WHAT TO PRODUCE: Display each line in the records below that contains the word "white", copying every such line in full.

+++ RECORD SET +++

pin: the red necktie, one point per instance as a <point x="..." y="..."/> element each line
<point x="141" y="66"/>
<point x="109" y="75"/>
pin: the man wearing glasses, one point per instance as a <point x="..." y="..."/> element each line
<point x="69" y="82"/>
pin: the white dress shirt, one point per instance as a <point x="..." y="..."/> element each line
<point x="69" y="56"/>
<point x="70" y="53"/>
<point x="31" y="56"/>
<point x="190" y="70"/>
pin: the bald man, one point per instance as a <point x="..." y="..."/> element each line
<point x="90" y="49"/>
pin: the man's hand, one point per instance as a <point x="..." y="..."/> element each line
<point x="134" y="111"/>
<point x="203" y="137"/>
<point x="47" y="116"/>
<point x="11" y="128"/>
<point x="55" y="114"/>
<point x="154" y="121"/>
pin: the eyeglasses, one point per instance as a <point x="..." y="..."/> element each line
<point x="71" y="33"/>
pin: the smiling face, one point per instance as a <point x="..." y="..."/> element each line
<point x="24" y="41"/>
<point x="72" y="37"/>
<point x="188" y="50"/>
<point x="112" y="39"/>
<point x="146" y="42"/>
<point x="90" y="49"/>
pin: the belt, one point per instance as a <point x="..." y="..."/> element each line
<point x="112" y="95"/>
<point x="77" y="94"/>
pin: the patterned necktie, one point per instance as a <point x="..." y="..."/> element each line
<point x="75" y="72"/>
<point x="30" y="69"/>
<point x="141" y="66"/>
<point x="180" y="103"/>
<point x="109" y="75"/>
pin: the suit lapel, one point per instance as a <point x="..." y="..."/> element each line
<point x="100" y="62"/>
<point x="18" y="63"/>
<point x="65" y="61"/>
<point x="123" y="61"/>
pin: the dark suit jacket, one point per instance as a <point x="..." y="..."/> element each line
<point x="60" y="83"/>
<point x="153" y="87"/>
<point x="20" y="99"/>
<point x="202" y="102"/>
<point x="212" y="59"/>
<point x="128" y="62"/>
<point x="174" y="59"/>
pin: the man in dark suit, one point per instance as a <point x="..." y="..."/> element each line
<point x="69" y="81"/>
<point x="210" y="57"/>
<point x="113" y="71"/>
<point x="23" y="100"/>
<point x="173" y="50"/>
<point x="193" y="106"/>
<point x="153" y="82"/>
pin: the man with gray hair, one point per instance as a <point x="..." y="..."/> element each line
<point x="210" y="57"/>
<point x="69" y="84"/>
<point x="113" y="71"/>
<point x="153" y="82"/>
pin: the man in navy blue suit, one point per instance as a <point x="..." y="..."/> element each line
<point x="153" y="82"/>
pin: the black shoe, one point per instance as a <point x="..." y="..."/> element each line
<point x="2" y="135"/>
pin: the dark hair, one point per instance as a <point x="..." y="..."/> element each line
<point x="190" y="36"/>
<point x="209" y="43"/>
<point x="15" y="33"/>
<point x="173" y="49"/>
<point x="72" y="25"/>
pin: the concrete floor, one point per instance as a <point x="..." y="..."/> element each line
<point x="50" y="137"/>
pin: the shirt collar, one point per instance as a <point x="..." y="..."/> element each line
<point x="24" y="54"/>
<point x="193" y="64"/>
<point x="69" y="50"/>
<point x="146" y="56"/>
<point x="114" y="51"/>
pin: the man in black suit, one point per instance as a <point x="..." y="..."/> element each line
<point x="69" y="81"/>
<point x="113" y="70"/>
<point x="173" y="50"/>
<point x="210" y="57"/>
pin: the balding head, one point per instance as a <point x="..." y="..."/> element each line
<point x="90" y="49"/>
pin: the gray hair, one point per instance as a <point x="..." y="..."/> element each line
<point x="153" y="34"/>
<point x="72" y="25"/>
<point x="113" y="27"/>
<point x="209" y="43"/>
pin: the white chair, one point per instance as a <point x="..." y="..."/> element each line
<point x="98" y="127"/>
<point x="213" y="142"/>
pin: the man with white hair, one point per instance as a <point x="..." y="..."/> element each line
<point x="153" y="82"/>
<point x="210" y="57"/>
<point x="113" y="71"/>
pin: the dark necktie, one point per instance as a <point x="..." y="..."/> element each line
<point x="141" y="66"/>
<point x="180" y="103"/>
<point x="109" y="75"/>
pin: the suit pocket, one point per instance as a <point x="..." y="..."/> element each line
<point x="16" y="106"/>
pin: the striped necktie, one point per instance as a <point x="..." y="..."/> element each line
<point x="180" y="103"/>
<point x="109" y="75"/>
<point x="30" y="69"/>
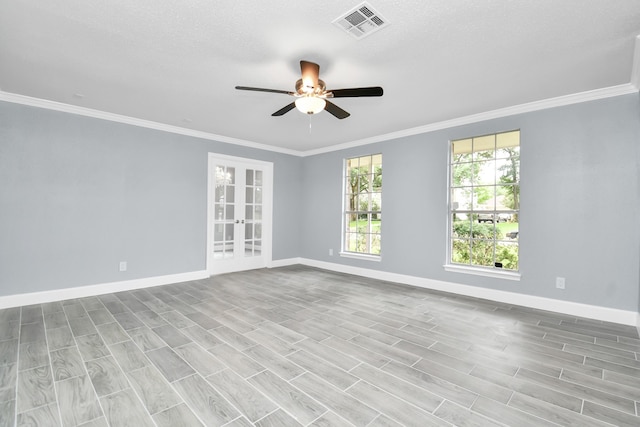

+++

OUTPUT OF THE TASK:
pin: the white dress shirt, one point per instance as a <point x="..." y="..."/> element each line
pin: the white chair, one point per instance as a <point x="..." y="..."/> element each line
pin: the man with white hair, one point per instance as a <point x="..." y="..."/> element each line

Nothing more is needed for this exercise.